▸ Task requirements
Below are some records. Print exactly the lines between the one holding "positive clicks: (162, 154)" and the one holding "144L159 158L191 164L223", inclusive, and nothing else.

▸ Records to process
◇ ◇ ◇ ◇ ◇ ◇ ◇

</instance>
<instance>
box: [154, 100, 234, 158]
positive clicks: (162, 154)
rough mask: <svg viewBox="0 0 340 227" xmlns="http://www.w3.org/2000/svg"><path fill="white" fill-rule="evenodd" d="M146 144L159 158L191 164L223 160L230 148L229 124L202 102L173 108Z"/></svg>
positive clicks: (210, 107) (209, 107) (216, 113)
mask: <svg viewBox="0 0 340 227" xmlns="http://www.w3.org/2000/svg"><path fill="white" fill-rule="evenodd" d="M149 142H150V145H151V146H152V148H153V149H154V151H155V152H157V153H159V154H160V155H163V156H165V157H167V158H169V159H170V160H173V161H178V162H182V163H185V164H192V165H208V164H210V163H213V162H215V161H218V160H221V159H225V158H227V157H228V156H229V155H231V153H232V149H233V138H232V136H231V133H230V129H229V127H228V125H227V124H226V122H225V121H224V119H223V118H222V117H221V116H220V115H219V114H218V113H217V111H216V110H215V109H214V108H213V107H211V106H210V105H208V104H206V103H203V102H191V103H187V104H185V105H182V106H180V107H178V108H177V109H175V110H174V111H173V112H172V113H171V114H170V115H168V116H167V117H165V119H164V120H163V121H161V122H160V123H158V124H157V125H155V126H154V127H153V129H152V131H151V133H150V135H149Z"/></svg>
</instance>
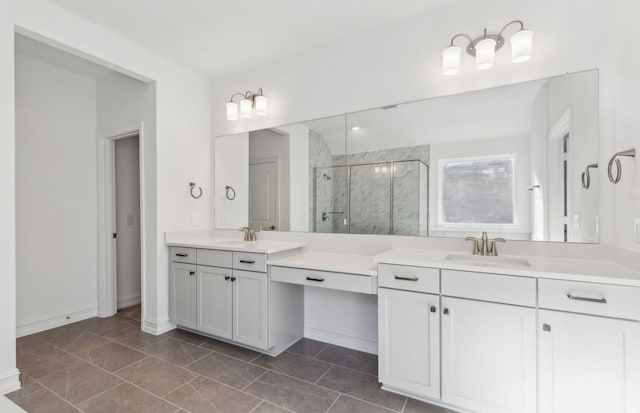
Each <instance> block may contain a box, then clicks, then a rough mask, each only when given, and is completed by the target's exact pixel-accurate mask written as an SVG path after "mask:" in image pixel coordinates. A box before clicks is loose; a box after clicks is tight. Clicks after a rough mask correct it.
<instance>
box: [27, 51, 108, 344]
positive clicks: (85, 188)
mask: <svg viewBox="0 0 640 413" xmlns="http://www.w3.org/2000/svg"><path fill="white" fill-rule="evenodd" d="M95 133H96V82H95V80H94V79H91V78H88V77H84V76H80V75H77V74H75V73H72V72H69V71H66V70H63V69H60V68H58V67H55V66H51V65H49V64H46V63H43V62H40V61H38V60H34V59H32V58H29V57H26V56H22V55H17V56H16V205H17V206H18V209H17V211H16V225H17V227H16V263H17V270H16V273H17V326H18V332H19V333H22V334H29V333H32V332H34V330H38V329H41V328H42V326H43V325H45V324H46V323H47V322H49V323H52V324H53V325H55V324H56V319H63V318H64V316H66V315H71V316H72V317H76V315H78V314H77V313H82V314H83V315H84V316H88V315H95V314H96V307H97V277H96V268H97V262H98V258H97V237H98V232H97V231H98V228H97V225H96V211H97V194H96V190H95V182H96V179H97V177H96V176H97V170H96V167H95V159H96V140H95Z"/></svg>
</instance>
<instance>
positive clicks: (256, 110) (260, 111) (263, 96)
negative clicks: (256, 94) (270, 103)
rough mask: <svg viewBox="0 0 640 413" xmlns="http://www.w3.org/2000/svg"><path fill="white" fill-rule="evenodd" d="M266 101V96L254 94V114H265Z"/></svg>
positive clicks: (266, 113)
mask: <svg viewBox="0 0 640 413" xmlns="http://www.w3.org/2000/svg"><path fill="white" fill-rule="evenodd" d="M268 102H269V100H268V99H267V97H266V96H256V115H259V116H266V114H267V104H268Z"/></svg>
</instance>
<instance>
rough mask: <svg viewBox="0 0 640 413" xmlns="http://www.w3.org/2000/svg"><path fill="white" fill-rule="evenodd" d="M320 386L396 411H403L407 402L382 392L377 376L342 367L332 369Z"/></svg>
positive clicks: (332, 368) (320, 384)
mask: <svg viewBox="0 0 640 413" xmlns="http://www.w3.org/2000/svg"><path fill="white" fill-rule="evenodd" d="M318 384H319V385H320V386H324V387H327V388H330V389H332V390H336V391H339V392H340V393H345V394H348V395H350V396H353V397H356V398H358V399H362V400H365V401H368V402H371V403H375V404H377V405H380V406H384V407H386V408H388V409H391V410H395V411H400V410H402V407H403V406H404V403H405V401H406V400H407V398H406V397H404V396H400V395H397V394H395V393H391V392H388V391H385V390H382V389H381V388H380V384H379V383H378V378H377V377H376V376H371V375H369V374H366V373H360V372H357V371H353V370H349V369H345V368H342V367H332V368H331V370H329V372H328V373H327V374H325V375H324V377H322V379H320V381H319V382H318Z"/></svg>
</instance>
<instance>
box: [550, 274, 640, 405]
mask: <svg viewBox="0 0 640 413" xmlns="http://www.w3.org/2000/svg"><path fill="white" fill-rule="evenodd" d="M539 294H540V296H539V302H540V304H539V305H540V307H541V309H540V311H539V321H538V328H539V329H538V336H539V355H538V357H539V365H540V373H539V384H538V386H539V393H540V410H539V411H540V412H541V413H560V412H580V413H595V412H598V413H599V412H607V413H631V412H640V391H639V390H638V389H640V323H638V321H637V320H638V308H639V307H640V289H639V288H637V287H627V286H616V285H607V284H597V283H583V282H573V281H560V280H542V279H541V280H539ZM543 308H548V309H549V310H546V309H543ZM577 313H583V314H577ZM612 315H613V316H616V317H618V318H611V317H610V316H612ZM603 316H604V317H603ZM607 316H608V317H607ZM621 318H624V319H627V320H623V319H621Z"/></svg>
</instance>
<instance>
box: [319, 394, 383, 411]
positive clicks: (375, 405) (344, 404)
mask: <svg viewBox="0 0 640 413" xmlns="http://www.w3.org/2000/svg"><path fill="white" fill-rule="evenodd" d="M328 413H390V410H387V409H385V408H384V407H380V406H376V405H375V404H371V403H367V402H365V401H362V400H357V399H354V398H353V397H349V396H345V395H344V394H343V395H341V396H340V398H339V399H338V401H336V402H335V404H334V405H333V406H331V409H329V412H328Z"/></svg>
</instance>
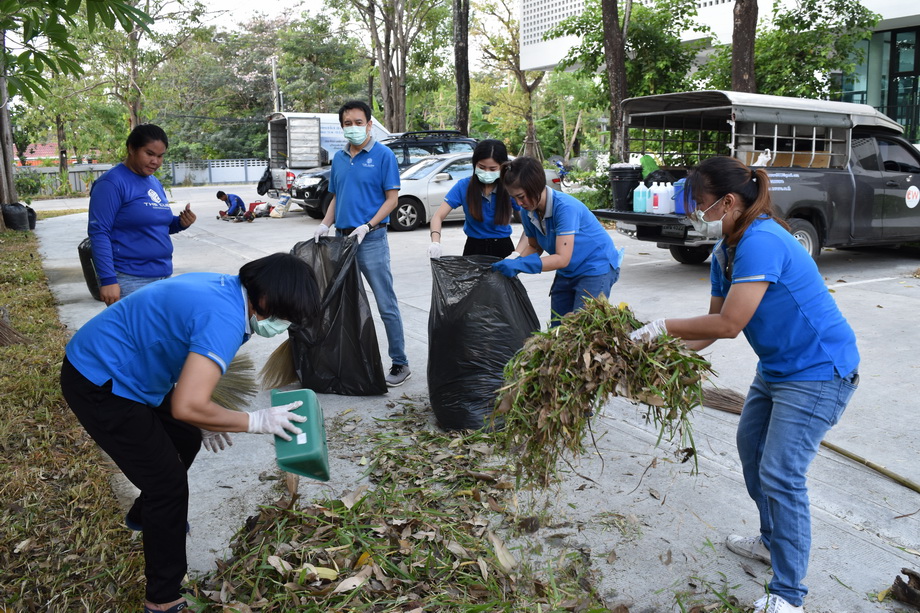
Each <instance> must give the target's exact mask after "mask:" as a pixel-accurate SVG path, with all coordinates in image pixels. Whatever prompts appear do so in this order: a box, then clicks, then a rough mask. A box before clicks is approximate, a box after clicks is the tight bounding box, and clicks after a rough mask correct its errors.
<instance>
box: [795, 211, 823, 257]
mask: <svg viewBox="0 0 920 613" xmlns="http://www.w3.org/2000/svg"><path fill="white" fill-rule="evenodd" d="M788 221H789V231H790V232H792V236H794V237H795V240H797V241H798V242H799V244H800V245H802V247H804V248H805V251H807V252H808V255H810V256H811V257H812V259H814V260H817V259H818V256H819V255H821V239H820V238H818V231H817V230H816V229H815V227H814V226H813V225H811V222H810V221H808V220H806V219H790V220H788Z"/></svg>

◇ ◇ ◇ ◇ ◇ ◇ ◇

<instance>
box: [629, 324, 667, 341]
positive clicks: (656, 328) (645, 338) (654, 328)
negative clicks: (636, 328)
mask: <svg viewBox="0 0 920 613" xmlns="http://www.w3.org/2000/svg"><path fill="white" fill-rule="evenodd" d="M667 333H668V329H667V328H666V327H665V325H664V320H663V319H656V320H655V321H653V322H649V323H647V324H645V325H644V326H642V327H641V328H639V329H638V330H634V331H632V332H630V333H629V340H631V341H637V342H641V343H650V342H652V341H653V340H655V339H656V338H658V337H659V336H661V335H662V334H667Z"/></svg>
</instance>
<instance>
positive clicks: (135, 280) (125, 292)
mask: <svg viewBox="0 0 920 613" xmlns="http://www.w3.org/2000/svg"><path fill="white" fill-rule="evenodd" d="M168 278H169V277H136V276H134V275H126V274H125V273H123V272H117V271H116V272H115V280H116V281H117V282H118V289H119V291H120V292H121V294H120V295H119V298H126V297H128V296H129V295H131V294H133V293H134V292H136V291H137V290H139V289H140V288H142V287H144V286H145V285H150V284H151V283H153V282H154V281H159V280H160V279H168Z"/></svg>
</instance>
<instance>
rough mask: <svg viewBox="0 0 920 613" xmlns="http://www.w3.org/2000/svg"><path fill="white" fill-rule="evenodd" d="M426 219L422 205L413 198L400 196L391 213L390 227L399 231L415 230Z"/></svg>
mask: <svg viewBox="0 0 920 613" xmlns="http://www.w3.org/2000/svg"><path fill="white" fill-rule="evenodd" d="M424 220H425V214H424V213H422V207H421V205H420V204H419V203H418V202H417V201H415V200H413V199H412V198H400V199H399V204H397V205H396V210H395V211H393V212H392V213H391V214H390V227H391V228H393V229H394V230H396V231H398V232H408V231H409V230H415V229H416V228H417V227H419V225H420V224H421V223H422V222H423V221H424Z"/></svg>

◇ ◇ ◇ ◇ ◇ ◇ ◇

▸ Output for this task
positive clicks: (162, 154)
rough mask: <svg viewBox="0 0 340 227" xmlns="http://www.w3.org/2000/svg"><path fill="white" fill-rule="evenodd" d="M146 144L159 158L191 164L223 160L230 148L229 124L202 102L173 108Z"/></svg>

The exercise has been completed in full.